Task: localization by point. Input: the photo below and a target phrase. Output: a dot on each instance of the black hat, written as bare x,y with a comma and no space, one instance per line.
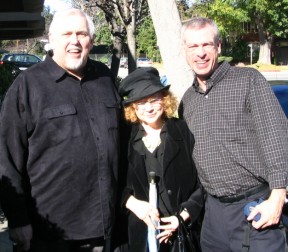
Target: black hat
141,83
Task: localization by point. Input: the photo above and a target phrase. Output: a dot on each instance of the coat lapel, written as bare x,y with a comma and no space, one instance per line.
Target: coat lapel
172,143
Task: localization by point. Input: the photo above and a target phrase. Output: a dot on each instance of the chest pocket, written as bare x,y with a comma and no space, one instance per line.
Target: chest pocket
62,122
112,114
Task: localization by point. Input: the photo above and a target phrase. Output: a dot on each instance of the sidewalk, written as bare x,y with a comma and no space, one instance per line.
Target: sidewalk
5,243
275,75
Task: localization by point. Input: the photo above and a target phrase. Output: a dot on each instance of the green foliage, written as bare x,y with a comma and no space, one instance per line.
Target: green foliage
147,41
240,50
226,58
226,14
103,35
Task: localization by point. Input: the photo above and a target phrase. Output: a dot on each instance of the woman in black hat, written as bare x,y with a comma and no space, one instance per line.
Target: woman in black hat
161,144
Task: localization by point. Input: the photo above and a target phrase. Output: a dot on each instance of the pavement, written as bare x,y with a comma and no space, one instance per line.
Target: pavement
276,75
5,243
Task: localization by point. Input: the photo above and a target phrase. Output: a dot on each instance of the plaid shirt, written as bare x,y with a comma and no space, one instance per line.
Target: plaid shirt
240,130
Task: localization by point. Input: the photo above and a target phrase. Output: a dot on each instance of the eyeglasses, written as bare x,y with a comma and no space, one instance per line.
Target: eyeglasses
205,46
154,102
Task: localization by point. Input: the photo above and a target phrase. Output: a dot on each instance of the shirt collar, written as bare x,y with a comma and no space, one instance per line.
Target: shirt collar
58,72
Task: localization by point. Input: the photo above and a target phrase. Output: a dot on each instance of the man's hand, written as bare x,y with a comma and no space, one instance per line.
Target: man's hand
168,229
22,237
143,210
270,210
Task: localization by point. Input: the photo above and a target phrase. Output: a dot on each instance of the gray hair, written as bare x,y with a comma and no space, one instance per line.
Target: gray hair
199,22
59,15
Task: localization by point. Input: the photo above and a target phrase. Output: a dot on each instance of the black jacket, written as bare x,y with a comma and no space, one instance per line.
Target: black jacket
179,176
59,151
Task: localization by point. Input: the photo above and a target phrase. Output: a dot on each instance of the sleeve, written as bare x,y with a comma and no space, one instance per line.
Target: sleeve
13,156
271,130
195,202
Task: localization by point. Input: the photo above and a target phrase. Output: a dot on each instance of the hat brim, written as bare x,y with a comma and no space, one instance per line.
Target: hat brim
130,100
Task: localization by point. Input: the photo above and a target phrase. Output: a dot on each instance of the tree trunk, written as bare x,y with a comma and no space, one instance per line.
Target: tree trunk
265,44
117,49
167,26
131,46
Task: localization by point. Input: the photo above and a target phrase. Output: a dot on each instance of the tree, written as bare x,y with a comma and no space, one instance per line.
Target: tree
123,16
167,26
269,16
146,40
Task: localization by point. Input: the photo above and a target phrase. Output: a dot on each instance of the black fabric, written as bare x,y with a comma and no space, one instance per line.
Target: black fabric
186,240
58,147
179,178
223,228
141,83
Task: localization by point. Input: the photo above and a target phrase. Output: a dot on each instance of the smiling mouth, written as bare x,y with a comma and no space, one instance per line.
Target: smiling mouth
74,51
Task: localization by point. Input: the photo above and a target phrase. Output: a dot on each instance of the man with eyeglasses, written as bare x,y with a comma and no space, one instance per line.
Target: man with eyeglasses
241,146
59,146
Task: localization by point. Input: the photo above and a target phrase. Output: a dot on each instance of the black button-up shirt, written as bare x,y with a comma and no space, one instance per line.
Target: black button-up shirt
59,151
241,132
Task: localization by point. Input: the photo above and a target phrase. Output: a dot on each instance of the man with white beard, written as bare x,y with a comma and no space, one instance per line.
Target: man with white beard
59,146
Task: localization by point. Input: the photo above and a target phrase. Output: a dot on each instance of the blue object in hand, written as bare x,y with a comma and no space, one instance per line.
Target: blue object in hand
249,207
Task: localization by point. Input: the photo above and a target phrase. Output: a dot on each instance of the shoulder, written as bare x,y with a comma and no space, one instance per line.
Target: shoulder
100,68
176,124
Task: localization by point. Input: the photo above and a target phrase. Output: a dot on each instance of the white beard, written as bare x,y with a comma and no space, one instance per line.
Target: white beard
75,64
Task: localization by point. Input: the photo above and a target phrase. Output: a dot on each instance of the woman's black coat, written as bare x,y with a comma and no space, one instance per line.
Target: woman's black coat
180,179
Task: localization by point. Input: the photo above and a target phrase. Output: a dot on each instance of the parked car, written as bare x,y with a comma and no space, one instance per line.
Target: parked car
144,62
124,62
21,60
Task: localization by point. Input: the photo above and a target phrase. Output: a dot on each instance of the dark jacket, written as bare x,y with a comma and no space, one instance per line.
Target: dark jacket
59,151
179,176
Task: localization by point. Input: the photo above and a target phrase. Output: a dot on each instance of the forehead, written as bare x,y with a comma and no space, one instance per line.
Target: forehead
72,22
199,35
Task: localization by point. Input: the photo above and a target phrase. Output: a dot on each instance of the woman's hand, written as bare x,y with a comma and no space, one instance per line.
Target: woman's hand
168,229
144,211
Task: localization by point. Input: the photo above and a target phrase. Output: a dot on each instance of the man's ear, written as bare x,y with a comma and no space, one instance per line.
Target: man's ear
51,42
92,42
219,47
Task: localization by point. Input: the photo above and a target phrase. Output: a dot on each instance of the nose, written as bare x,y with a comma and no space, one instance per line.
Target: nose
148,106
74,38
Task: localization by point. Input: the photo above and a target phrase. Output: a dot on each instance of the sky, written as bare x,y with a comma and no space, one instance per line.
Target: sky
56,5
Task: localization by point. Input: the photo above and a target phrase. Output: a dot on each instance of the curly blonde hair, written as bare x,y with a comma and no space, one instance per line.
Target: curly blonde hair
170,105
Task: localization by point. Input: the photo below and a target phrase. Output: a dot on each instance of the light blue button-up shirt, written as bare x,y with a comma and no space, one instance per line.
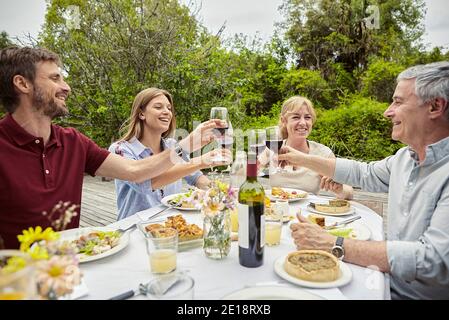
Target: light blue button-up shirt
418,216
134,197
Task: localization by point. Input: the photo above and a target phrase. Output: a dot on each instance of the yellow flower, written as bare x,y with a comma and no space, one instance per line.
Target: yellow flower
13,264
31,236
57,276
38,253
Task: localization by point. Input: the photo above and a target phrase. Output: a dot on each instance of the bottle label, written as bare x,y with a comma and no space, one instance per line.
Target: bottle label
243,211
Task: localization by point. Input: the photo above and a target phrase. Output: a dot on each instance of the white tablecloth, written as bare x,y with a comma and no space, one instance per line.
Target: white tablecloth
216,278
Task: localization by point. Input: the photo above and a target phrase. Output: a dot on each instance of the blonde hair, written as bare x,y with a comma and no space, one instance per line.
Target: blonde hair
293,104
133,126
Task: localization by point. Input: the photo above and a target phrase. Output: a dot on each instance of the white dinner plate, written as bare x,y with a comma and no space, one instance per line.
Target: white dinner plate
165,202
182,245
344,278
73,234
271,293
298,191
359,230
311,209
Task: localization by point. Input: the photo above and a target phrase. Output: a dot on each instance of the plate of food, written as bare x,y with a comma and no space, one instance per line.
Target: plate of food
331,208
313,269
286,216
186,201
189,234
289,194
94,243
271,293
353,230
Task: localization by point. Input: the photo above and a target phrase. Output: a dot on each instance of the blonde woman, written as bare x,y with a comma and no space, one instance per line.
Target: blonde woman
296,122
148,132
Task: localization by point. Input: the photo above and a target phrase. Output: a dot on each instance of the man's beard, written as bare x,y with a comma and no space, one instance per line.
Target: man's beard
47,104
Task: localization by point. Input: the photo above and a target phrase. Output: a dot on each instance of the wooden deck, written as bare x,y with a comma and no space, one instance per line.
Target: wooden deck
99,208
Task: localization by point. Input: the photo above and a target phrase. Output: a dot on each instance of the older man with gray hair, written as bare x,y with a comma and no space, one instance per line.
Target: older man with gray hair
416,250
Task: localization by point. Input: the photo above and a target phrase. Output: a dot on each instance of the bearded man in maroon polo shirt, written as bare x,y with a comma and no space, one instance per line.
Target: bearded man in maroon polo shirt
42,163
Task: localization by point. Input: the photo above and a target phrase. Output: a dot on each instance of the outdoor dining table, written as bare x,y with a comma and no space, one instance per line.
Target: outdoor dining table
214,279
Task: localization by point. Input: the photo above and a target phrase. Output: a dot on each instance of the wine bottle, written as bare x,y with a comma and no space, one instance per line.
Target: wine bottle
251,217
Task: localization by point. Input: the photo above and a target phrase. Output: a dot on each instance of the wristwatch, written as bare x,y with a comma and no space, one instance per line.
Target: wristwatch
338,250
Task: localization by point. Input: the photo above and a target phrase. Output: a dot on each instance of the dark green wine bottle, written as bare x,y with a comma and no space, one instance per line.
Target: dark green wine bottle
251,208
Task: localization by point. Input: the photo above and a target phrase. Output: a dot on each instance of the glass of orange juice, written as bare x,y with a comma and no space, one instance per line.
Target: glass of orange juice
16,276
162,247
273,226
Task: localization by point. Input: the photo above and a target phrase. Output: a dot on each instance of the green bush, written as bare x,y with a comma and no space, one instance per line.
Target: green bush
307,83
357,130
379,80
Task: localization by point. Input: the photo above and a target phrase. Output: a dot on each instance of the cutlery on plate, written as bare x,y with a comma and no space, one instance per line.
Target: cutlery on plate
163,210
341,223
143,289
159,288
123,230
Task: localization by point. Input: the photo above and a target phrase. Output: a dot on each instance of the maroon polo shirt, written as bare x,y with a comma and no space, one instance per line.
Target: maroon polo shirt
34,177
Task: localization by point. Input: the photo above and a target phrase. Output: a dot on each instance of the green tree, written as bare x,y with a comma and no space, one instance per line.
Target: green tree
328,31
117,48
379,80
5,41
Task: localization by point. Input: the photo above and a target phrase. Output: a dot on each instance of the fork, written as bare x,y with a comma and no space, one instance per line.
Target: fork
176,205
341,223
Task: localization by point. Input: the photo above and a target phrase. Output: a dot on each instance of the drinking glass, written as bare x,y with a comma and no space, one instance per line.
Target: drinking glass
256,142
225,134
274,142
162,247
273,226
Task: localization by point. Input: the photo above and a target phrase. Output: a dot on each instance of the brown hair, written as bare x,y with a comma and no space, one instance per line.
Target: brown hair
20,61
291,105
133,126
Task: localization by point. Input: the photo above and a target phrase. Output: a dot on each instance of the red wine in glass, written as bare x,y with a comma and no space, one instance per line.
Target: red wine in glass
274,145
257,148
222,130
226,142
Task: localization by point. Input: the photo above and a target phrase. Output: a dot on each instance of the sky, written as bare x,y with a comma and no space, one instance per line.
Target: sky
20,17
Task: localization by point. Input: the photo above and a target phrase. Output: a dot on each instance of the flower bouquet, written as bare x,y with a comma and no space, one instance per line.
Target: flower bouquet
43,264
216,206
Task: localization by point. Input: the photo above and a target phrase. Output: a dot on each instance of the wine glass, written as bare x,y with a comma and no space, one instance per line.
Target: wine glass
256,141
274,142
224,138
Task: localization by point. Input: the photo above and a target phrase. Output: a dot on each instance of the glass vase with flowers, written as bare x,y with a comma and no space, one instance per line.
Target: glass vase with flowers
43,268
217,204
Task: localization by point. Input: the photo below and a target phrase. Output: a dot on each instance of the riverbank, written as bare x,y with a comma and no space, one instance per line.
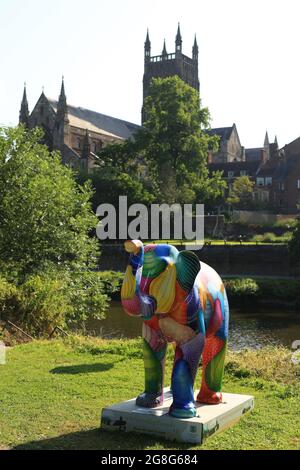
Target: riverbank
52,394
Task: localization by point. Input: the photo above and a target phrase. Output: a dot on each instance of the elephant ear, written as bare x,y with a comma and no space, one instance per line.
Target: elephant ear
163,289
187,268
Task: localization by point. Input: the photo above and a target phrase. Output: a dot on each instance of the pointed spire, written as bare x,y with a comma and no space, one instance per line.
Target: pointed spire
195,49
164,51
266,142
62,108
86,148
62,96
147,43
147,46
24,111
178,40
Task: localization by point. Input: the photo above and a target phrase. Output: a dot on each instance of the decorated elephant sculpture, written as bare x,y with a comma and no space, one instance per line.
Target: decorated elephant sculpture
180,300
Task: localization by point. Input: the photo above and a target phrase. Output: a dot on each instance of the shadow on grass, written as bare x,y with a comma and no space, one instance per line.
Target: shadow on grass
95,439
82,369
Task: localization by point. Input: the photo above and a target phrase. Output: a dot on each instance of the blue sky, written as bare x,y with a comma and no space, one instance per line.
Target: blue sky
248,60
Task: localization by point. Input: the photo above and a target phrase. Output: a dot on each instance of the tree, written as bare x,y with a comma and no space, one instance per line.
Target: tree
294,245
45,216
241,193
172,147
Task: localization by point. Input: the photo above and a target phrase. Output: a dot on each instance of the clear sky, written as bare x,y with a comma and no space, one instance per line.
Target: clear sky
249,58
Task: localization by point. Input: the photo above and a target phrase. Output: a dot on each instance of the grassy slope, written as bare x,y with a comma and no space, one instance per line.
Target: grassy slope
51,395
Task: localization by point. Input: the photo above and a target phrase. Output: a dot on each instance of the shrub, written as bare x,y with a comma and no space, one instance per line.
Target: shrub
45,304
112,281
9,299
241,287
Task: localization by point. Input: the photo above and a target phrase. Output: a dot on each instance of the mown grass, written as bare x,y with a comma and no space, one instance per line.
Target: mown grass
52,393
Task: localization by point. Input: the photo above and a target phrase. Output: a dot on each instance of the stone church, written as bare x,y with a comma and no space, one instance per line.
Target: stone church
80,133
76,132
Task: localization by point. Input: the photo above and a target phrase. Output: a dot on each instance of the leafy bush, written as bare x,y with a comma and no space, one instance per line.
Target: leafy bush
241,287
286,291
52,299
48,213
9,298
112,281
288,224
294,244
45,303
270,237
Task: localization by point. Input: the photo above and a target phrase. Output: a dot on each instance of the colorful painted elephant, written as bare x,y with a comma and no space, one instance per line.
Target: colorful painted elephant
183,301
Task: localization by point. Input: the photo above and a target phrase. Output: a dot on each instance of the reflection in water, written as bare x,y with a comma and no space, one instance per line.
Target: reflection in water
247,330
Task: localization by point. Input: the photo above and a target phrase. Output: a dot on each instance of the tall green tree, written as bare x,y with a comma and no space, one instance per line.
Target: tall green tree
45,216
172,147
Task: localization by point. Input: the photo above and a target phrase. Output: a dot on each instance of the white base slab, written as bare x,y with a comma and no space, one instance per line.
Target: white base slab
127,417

- _YOUR OBJECTIVE_:
Whenever the word "below" turns up in a line of the listing above, copy the line.

- _YOUR SOLUTION_:
Task: localization by point. Input: the photo below and a target phrase. Output: a dot on each instance of the black hat, written as bare x,y with a comma and no space, one instance per line.
Task: localization by point. Input: the photo below and a target phrase. Output: a dot on each instance of the light blue button-up shirt, written as bare x,y with a comma and no space, one instance per line.
Task: localization by point. Input: the photo below and a target phrase. Output: a dot on each instance of the riverbank, written as bare x,y with a comma and no space, one instance per line.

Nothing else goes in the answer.